BEGIN Text shown

Dogs have long been known for their close bond with humans. Researchers at George Washington University's GW Primate Genomics Lab now believe that a dog's facial markings may be vital to understanding this connection. Rather than differentiating dogs' expression levels by breed, the team found that dogs with more straightforward facial markings, such as a single color or no patterns, are more expressive when interacting with humans than dogs with complex, multi-colored markings.
By examining 100 different dogs, scientists came to fascinating conclusions about their expressiveness with their owners. Beforehand, dog owners completed a survey that provided information about their individual dogs and backed up the research with contextual details about their dogs' general behavior. Researchers then asked participants to record their dogs in four different commands. The researchers then used a standard coding method, called DogFACS, to analyze the 100 dog's behavior and reactions. They also developed a new system to measure and rate the patterns and markings on the dogs' faces.

END Text shown

* What you need to do *
1. In the text on dog facial markings, what is the name of the coding method the researchers used to analyze the dogs' behavior?
2. Keep writing the text on dog facial markings, picking up right after its last sentence.
You won't need the entries for anything here.

BEGIN Available data

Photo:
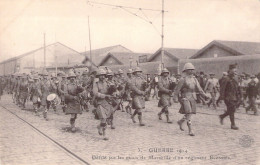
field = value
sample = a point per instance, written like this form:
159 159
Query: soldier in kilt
128 97
138 90
62 90
35 94
104 102
23 91
45 88
231 95
187 87
72 99
165 91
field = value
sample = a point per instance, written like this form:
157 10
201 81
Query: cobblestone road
131 144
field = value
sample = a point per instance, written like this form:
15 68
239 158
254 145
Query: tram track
49 138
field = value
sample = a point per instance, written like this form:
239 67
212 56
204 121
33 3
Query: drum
54 99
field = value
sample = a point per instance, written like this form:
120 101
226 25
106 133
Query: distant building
172 56
218 48
99 54
124 58
56 54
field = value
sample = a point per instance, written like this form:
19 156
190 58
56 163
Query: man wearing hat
165 86
23 91
104 105
155 86
187 87
212 87
139 88
220 81
128 97
230 93
120 83
35 94
44 92
73 99
252 93
62 89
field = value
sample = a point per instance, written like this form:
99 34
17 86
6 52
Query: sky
187 24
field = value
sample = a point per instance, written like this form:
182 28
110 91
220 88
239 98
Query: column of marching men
106 91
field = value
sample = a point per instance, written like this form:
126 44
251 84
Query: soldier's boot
45 115
221 119
122 108
100 132
232 120
190 129
112 125
104 134
133 116
72 124
127 109
140 118
168 119
160 115
180 123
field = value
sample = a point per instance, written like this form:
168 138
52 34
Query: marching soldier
54 88
62 90
120 82
35 94
72 99
138 88
128 97
23 91
165 86
220 81
105 108
155 86
230 93
187 87
45 88
212 86
252 93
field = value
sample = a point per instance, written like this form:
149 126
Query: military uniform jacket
44 91
230 90
212 85
138 87
187 88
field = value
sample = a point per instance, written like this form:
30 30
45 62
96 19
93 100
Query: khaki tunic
187 87
104 107
72 99
164 85
137 86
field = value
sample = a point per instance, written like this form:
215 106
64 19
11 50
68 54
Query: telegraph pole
44 51
162 48
89 45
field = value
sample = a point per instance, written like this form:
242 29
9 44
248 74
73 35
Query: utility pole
162 48
89 45
44 51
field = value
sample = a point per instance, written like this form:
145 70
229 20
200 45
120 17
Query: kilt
138 102
44 99
35 99
104 111
73 107
23 95
188 106
165 100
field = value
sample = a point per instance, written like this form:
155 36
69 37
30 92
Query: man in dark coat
72 99
230 93
164 85
252 93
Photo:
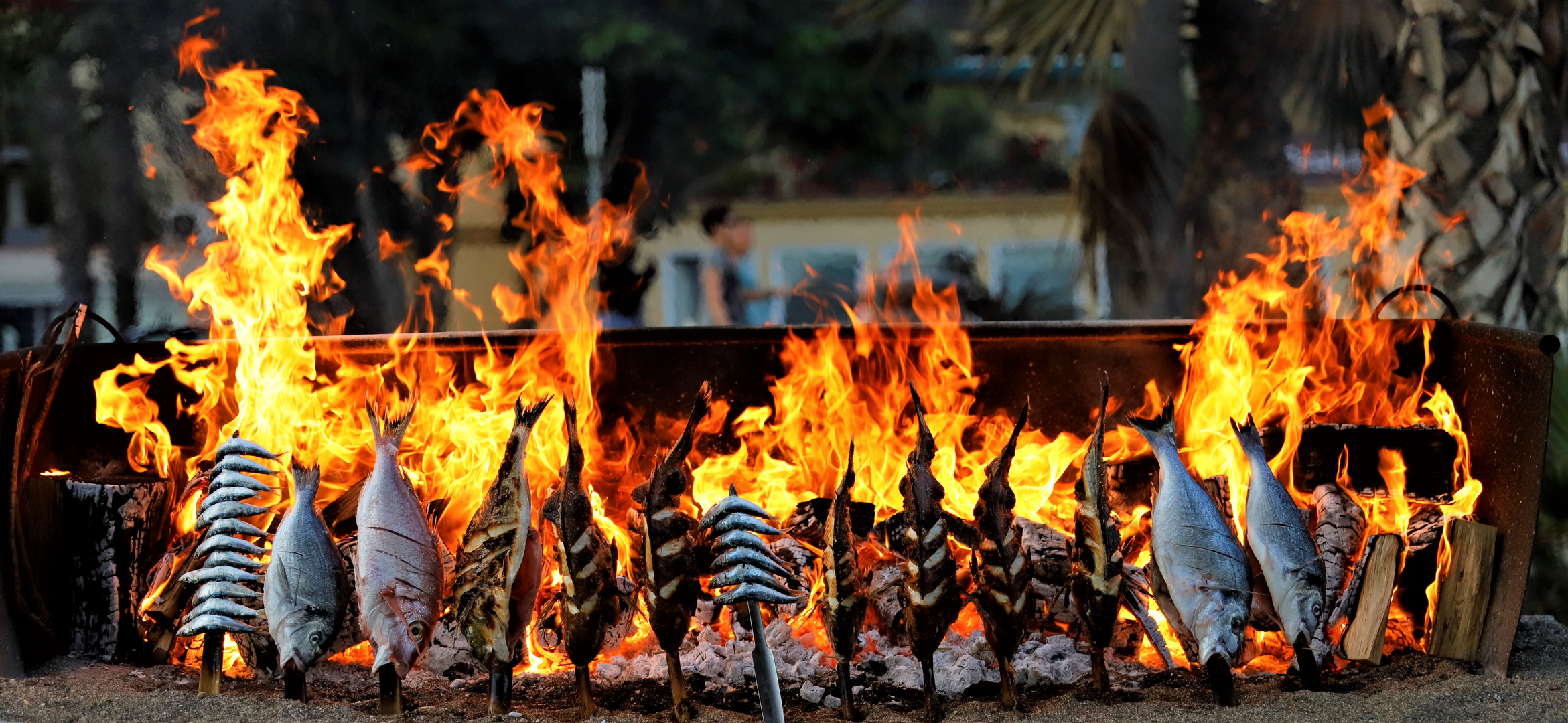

END Available data

* Task answers *
1. DogFACS

2.
Courtney Sexton, the lead author of the study, wrote. "As dogs become increasingly integrated into human society, it's important that we understand how they communicate with us and how we can better communicate with them." She added, "Knowing what dogs are trying to tell us and what they might be thinking or feeling can really enhance both their experience and ours when we're together." Sexton insists that the research will enable dog owners and the general public to better comprehend a dog's behavior to help their needs and keep others safe.
Another fascinating discovery was that older dogs tend to be less expressive with their human companions than younger dogs. Sexton and the research team’s theory is that older dogs feel less of a need to be vividly expressive as their human guardians can quickly tell what their needs are. Whereas a puppy needs to exaggerate their expressions to convey their needs and desires. On the other hand, dogs that had undergone training or were working as service dogs (either for the blind, police, or anxiety victims) were the most expressive of any of the dogs.